──────── Records for processing ────────

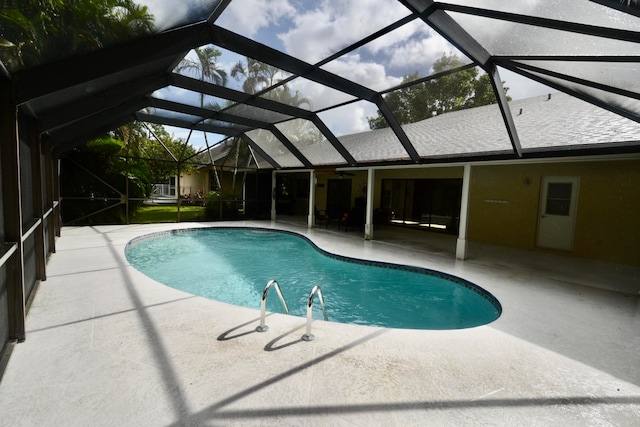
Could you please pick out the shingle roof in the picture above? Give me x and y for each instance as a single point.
(481, 130)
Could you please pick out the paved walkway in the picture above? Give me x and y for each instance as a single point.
(108, 346)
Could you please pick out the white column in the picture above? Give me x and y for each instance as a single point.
(368, 225)
(273, 196)
(312, 198)
(461, 245)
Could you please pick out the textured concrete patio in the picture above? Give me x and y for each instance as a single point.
(108, 346)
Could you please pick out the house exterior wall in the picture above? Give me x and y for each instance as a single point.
(194, 182)
(504, 205)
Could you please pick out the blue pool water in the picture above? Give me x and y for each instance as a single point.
(234, 264)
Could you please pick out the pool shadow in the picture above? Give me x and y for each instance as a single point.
(271, 347)
(225, 335)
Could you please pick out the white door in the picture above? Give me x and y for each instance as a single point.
(558, 205)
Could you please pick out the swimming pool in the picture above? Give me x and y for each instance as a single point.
(233, 264)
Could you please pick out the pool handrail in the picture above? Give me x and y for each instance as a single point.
(308, 336)
(263, 304)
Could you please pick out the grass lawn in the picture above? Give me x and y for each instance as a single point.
(167, 213)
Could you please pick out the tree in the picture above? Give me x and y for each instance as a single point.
(41, 31)
(451, 92)
(205, 66)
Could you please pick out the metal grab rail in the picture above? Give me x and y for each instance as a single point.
(263, 304)
(308, 336)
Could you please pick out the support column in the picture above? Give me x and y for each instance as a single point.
(273, 196)
(461, 245)
(12, 210)
(312, 199)
(57, 208)
(49, 183)
(368, 224)
(37, 192)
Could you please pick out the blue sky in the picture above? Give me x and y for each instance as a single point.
(313, 29)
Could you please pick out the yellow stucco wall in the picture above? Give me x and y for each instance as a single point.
(504, 207)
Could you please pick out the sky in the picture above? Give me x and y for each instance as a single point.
(311, 30)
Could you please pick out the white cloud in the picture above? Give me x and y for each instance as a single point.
(333, 25)
(247, 17)
(349, 119)
(521, 87)
(369, 74)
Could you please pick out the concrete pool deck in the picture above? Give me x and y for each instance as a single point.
(108, 346)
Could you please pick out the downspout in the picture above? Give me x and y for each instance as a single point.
(461, 244)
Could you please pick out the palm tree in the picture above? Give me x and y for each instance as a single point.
(206, 66)
(41, 31)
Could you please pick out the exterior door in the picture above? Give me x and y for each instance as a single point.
(338, 197)
(558, 206)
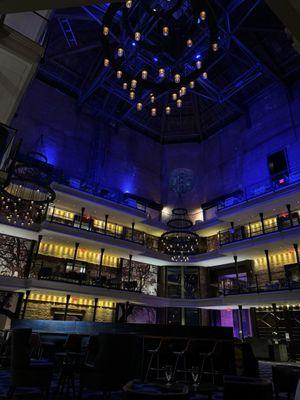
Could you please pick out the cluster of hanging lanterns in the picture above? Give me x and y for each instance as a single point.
(165, 80)
(180, 242)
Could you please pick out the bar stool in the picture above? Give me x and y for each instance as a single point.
(208, 357)
(181, 356)
(162, 348)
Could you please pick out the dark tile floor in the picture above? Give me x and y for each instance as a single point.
(31, 394)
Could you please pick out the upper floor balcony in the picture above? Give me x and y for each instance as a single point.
(262, 196)
(104, 228)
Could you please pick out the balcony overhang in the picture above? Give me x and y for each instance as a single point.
(247, 300)
(16, 6)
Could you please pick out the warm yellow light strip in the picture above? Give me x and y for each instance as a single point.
(279, 259)
(74, 300)
(60, 251)
(63, 214)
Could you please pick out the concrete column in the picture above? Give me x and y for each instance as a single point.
(95, 309)
(25, 303)
(241, 329)
(105, 223)
(288, 206)
(261, 216)
(129, 267)
(81, 216)
(101, 262)
(132, 230)
(268, 265)
(75, 255)
(68, 297)
(297, 255)
(21, 51)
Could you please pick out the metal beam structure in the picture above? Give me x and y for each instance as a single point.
(16, 6)
(244, 66)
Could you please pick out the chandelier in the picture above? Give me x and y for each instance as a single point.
(24, 199)
(180, 242)
(167, 59)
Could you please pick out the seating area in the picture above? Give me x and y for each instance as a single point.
(149, 199)
(134, 366)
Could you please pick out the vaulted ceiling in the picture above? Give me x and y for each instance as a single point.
(255, 52)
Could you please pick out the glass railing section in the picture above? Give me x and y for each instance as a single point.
(260, 283)
(269, 185)
(279, 223)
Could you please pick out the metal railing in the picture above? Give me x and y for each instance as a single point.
(260, 188)
(258, 286)
(116, 232)
(282, 222)
(110, 278)
(99, 191)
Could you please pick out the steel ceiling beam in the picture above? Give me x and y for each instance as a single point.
(16, 6)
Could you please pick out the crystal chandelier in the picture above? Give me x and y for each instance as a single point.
(180, 242)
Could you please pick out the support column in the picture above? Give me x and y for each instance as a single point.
(81, 216)
(261, 216)
(268, 265)
(129, 267)
(67, 306)
(75, 255)
(297, 255)
(25, 303)
(53, 212)
(132, 231)
(95, 309)
(288, 206)
(105, 223)
(241, 328)
(40, 238)
(30, 259)
(236, 271)
(101, 262)
(276, 319)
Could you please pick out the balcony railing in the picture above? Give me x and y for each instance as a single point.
(116, 232)
(281, 222)
(269, 185)
(255, 286)
(99, 191)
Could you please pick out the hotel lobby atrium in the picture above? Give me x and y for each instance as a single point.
(150, 199)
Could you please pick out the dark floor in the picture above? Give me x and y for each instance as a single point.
(25, 393)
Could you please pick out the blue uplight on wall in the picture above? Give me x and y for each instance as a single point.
(128, 184)
(51, 153)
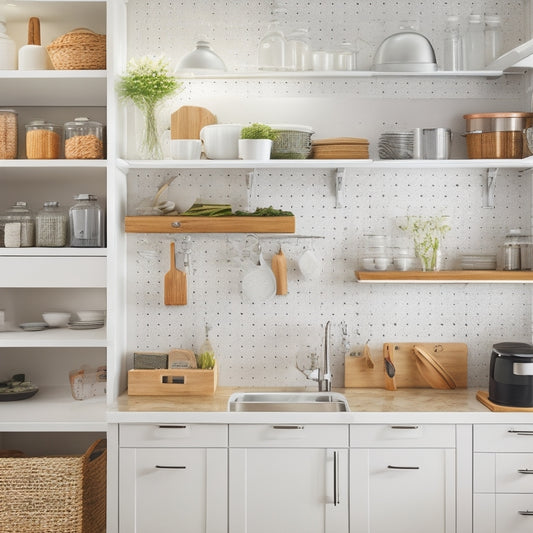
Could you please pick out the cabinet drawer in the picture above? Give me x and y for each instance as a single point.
(402, 436)
(37, 271)
(503, 438)
(173, 435)
(503, 473)
(289, 435)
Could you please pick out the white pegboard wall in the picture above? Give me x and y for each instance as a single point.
(258, 344)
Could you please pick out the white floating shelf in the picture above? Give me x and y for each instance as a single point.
(54, 409)
(327, 163)
(54, 338)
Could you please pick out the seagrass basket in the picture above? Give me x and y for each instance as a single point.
(54, 494)
(79, 49)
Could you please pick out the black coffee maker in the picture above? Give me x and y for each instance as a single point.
(511, 374)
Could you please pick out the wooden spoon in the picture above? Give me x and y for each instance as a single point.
(432, 371)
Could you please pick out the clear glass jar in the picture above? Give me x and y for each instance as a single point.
(84, 139)
(474, 44)
(51, 225)
(493, 38)
(272, 48)
(43, 140)
(86, 221)
(17, 224)
(299, 54)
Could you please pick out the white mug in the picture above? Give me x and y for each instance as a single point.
(185, 148)
(221, 141)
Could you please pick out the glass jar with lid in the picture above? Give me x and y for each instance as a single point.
(17, 224)
(51, 225)
(84, 139)
(86, 221)
(43, 140)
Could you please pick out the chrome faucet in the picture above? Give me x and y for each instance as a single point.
(324, 379)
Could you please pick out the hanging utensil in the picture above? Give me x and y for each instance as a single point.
(279, 267)
(175, 282)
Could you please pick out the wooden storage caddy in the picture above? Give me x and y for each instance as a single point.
(172, 382)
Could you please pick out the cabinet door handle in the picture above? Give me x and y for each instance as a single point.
(336, 496)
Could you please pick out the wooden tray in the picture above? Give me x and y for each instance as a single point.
(483, 397)
(173, 382)
(451, 355)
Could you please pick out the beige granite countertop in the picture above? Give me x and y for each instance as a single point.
(366, 405)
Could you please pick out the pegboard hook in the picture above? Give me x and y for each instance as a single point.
(489, 189)
(339, 187)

────────

## Required work
Put all of the material above into a numbered list, one line per item, with blank lines left out. Leave the pictures out of your answer.

## The completed task
1. Could you please pick out the shingle roof in the picture above? Give me x and y for each instance as a single point.
2. (481, 130)
3. Could you please pick out the paved walkway in the picture above? Give me x and y for each instance as a single point.
4. (108, 346)
5. Could you please pick out the white column in the picture above? Give me x and y for each instance as a single point.
6. (368, 225)
7. (273, 196)
8. (312, 198)
9. (461, 245)
10. Could you please pick out the textured concrete patio in the picture above? Give me x and y for each instance as a single point.
11. (108, 346)
12. Could you please pick out the house exterior wall in the picture above? Give me x and y for each instance as a single point.
13. (194, 182)
14. (504, 205)
15. Could you please pick out the blue pool water in the picture above? Give me x and y for each instance as a single point.
16. (234, 264)
17. Could you please pick out the pool shadow in the picture above? Give me x and y for each instance as a single point.
18. (271, 347)
19. (225, 335)
20. Could you please pick out the white door in the picture above? Give me x and y for each instance as a single point.
21. (558, 205)
22. Could you please pick out the swimming pool in the picture above? Give me x and y for each instance as a single point.
23. (233, 264)
24. Could you please pick out the pool handrail in the picture above? Give me x and y for each instance as a single point.
25. (308, 336)
26. (263, 304)
27. Could you please pick out the grass lawn in the picture above? Give me x and y for each instance as a single point.
28. (167, 213)
29. Could you please pick out the tree in the picture above? Give me x and y for each instance as a single point.
30. (41, 31)
31. (451, 92)
32. (205, 66)
33. Could you please pick out the metal grab rail in the picture above? Give me x and y for each instance as a single point.
34. (263, 304)
35. (308, 336)
36. Could you please pick out the support column in the picture above? Give me x and y for each instance as a single point.
37. (273, 196)
38. (461, 245)
39. (12, 210)
40. (312, 199)
41. (57, 208)
42. (49, 183)
43. (368, 224)
44. (37, 192)
45. Could you please pick out the blue sky in the picture above? Give me x and y for each instance as a single point.
46. (313, 29)
47. Could you please pick out the yellow stucco wall in the picture above? Give me x and y for each instance as a single point.
48. (504, 207)
49. Could you please pick out the sky in the picture above? Give me x and y for each instance as a single point.
50. (311, 30)
51. Could you please pick out the white cloud in the picture above? Give me x and y for each instance as a single point.
52. (333, 25)
53. (247, 17)
54. (349, 119)
55. (521, 87)
56. (369, 74)
57. Could you please pick out the concrete pool deck in the picture above? Give me x and y for each instance as a single point.
58. (108, 346)
59. Could you please pick out the downspout in the picture above? Give me x and y for each instance as a single point.
60. (461, 244)
61. Could you please pick out the palm tree in the picture above? Give me x and y for each instance as a single point.
62. (206, 66)
63. (41, 31)
64. Could you please pick out the exterior door in the picture above? Give me x and y for each instance as a single point.
65. (338, 197)
66. (558, 206)
67. Could you please pick out the cluster of hanging lanterns in the picture above? Give me x and y for each instance as a single point.
68. (165, 80)
69. (180, 242)
70. Could you please pick out the bar stool in the picture above? Give me x and y for each instance as a single point.
71. (208, 357)
72. (181, 356)
73. (162, 348)
74. Could you please pick out the dark tile floor in the picture above? Give me x and y for each instance as a single point.
75. (31, 394)
76. Could you please pick out the upper floor balcony in the picture above? Give me x and y for each instance as a single point.
77. (262, 196)
78. (104, 228)
79. Could you please pick out the balcony overhang in the picture above? Give me x and y for each instance as a single point.
80. (247, 300)
81. (16, 6)
82. Could you please pick out the warm yellow light strip in the picture above? Give me x and y for each instance as a single point.
83. (279, 259)
84. (74, 300)
85. (60, 251)
86. (63, 214)
87. Could you please pick out the concrete column in the picture above? Give me x and y for each instance as a single point.
88. (95, 309)
89. (25, 303)
90. (241, 329)
91. (105, 223)
92. (288, 206)
93. (261, 216)
94. (129, 267)
95. (81, 216)
96. (101, 262)
97. (132, 230)
98. (268, 265)
99. (75, 255)
100. (68, 297)
101. (297, 255)
102. (21, 51)
103. Could you please pick out the metal beam structure in the picture above? Give me x and y for each instance as a single point.
104. (16, 6)
105. (244, 66)
106. Could you please pick out the chandelier in the picture above? Give me x and y for each instance as a single point.
107. (24, 199)
108. (180, 242)
109. (167, 59)
110. Could you please pick out the seating area in the picture above? Give me x and y for each instance as a single point.
111. (149, 199)
112. (134, 366)
113. Could you please pick out the vaulted ceiling in the picture above? Give me x and y for each instance as a single point.
114. (255, 52)
115. Could you please pick out the glass railing section in the picture above? Give me x and y for each instance as a single point.
116. (260, 283)
117. (269, 185)
118. (279, 223)
119. Could you please pick out the metal railing in the picture above? Give me x and y for each instance as a single point.
120. (260, 188)
121. (258, 286)
122. (116, 232)
123. (282, 222)
124. (110, 278)
125. (99, 191)
126. Could you please pick out the steel ceiling beam in the picture above? Give me x and y for each instance as a single point.
127. (16, 6)
128. Could you please pick out the crystal chandelier in the picture above? Give me x and y for each instance as a single point.
129. (180, 242)
130. Could you please pick out the support column in the picture above? Give me x and y for each instance as a single point.
131. (81, 216)
132. (261, 216)
133. (268, 265)
134. (129, 267)
135. (67, 306)
136. (75, 255)
137. (297, 255)
138. (25, 303)
139. (53, 212)
140. (132, 231)
141. (95, 309)
142. (288, 206)
143. (105, 223)
144. (241, 328)
145. (40, 238)
146. (30, 259)
147. (236, 271)
148. (101, 262)
149. (276, 319)
150. Could you please pick out the balcony railing in the picture above? Give me x and y for each instance as a single point.
151. (116, 232)
152. (281, 222)
153. (269, 185)
154. (255, 286)
155. (99, 191)
156. Could you please pick out the hotel lobby atrium in the picture above? Give me x and y for each instance as a single point.
157. (150, 199)
158. Could you please pick out the dark floor in the picture above? Give me x and y for each instance as a single point.
159. (25, 393)
160. Could you please pick out the blue uplight on wall in the picture above? Give me x and y for each instance as a single point.
161. (128, 184)
162. (51, 153)
163. Could you please pick out the cabinet drawer in the picture above? Give me x and y for each instance as a single point.
164. (402, 436)
165. (37, 271)
166. (503, 438)
167. (173, 435)
168. (503, 473)
169. (289, 435)
170. Could you please pick out the white pegboard wall in the picture above? Give me x and y for each instance as a single point.
171. (258, 344)
172. Could you please pick out the white floating shelf in the picture above? Give me x and y for each instance as a single point.
173. (54, 409)
174. (327, 163)
175. (54, 338)
176. Could you please pick out the seagrass basket in the picture above? Give me x and y for each instance as a single point.
177. (54, 494)
178. (79, 49)
179. Could you please pick out the black coffee maker in the picture above? Give me x and y for each instance as a single point.
180. (511, 374)
181. Could you please pick out the wooden spoon in the picture above? Give me x and y for each instance as a single point.
182. (432, 371)
183. Could you please pick out the clear glass jar in the picture above? Give me x and y for each instance as a single point.
184. (84, 139)
185. (474, 44)
186. (51, 225)
187. (493, 38)
188. (272, 48)
189. (43, 140)
190. (86, 221)
191. (17, 224)
192. (299, 54)
193. Could you please pick out the white mug in the picture above? Give me x and y for each instance as a single point.
194. (185, 148)
195. (221, 141)
196. Could you please pick out the glass jar with lid in the picture above? Give me x and y for each instance as a single point.
197. (17, 224)
198. (51, 225)
199. (84, 139)
200. (86, 221)
201. (43, 140)
202. Could you please pick out the chrome faucet in the picture above? Give me x and y for each instance as a single point.
203. (324, 379)
204. Could you please pick out the hanging utensil in the picture above? Give me x and y for each instance as a single point.
205. (279, 267)
206. (175, 282)
207. Could you please pick out the wooden storage caddy in the picture above? Give me x and y for each instance as a single point.
208. (172, 382)
209. Could you please pick out the cabinet door handle in the picture above? Give me x and y for each instance as a single point.
210. (336, 496)
211. Could you please pick out the wooden tray in the picture above? Give me x and y for each instance as a single point.
212. (483, 397)
213. (173, 382)
214. (451, 355)
215. Could you please pick out the beige granite countertop in the picture above? Give me x and y for each instance as a single point.
216. (366, 405)
217. Could you please pick out the pegboard hook in the picture above? Give me x and y for each instance as a single point.
218. (489, 189)
219. (339, 187)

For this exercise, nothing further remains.